Data entries

•••

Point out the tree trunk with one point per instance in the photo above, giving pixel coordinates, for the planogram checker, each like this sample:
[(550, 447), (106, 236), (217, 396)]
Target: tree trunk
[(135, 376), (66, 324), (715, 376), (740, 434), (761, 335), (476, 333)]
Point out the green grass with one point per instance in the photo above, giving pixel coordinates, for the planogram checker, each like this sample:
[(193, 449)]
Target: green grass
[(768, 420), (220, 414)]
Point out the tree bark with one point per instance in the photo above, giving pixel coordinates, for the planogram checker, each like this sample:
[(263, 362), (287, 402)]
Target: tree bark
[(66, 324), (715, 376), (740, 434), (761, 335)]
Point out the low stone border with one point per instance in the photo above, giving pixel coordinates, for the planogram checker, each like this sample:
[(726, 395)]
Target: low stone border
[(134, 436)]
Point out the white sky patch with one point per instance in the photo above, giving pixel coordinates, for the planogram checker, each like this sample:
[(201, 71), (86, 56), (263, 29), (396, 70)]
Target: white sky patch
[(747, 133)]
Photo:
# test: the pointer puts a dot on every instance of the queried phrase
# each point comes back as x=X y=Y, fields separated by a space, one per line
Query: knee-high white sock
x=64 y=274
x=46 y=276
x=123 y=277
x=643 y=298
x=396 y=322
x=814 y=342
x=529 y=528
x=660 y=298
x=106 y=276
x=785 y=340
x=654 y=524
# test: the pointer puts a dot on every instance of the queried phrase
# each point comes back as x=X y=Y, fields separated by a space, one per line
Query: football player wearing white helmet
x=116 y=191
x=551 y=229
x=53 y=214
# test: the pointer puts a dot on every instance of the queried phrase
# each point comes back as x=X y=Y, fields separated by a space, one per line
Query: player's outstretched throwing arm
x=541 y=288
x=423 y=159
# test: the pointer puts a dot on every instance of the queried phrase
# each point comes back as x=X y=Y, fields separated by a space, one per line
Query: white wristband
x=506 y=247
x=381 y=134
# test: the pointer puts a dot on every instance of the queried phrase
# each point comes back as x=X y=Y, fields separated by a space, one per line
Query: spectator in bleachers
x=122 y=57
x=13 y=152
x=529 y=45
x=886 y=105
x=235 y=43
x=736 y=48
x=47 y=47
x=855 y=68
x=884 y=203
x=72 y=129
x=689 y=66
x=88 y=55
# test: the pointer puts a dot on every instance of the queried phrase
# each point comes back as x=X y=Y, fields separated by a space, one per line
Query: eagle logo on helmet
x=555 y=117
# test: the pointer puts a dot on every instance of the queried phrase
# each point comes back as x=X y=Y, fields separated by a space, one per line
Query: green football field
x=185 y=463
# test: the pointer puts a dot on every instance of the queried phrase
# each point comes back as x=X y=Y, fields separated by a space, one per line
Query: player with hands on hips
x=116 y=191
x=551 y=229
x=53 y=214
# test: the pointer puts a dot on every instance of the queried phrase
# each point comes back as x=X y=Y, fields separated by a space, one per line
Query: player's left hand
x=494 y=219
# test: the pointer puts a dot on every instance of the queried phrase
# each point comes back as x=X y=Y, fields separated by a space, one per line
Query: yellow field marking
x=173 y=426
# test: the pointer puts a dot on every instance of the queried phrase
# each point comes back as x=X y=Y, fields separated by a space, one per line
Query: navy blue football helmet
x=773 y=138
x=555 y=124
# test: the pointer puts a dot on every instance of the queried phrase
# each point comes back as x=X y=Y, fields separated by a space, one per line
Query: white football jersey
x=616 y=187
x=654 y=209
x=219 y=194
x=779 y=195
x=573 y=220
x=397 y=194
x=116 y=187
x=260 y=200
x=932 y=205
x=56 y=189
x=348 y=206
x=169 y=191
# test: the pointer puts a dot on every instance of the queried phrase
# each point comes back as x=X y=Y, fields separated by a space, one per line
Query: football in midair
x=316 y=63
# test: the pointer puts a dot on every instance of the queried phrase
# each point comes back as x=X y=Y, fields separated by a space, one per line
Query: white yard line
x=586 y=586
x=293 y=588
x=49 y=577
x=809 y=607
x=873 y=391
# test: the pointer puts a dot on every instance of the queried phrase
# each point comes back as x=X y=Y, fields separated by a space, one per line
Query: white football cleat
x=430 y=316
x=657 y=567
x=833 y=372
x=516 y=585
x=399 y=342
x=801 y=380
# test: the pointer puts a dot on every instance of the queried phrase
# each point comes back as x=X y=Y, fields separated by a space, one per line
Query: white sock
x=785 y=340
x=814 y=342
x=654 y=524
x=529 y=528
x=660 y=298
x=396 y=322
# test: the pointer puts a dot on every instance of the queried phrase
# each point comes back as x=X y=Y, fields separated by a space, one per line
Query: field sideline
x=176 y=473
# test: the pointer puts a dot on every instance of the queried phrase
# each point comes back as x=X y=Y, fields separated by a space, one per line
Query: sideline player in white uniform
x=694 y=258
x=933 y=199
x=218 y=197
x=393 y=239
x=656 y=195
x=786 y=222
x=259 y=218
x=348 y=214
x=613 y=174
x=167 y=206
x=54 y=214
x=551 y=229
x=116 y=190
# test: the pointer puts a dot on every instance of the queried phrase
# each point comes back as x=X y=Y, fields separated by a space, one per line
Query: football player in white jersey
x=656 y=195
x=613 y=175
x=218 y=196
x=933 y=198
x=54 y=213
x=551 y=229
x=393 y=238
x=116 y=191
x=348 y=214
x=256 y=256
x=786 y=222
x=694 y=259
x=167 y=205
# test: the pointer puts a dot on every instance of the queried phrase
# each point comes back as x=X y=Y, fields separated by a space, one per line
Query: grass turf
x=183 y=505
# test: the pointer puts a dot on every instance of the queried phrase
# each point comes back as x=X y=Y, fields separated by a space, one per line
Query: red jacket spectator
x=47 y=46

•••

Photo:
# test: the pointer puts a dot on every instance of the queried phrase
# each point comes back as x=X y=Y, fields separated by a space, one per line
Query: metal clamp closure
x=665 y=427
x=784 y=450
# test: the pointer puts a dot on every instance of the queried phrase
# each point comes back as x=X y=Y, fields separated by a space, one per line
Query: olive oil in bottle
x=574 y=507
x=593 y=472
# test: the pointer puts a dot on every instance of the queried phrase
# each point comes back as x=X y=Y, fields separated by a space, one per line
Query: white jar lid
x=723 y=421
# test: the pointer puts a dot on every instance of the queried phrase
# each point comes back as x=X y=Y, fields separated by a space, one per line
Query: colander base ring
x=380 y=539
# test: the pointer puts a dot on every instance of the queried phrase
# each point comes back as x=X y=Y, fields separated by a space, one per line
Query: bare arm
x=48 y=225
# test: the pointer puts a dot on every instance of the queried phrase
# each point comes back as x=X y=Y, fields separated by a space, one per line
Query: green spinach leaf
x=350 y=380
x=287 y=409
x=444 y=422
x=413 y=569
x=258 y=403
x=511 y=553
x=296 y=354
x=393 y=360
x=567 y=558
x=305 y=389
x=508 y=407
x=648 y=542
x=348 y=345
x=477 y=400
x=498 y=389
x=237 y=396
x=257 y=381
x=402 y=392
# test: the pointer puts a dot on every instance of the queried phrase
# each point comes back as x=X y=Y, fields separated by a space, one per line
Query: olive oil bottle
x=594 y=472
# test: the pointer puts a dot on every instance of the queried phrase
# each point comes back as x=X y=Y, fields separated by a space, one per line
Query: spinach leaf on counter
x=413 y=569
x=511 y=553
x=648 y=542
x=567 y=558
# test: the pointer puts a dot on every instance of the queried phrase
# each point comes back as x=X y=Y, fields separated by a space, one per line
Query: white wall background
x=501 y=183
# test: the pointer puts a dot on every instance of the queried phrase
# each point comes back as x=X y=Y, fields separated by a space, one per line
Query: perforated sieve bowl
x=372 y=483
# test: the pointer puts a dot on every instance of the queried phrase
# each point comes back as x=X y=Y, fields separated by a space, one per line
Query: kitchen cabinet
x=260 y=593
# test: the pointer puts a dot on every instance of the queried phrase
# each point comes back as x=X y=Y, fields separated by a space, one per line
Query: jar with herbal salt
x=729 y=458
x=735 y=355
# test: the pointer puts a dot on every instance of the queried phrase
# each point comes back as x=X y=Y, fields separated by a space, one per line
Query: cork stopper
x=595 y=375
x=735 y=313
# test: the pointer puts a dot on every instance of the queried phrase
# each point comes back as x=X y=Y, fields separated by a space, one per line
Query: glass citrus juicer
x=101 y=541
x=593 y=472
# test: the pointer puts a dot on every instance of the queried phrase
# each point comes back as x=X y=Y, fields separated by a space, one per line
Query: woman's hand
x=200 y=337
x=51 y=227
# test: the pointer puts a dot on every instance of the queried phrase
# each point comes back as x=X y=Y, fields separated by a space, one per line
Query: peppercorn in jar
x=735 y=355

•••

● **SHORT PROBLEM**
Pull out each line of the data entries that contains the word "pixel".

● **ANSWER TO THIS TASK**
Point out the tree trunk with one point per instance in the photo above, giving pixel coordinates, for the planogram checker, each like this sample:
Point out the green grass with one point per instance in the photo above, giving pixel coordinates, for the planogram checker, each like this sample:
Point out the tree bark with one point per instance in the photo above, giving pixel coordinates, for the planogram checker, each like this sample:
Point out the low stone border with one point per instance in the photo above, giving pixel coordinates, for the planogram checker, each like this sample:
Point out the white sky patch with one point per instance in the photo above, giving pixel coordinates, for the planogram checker, each like this sample:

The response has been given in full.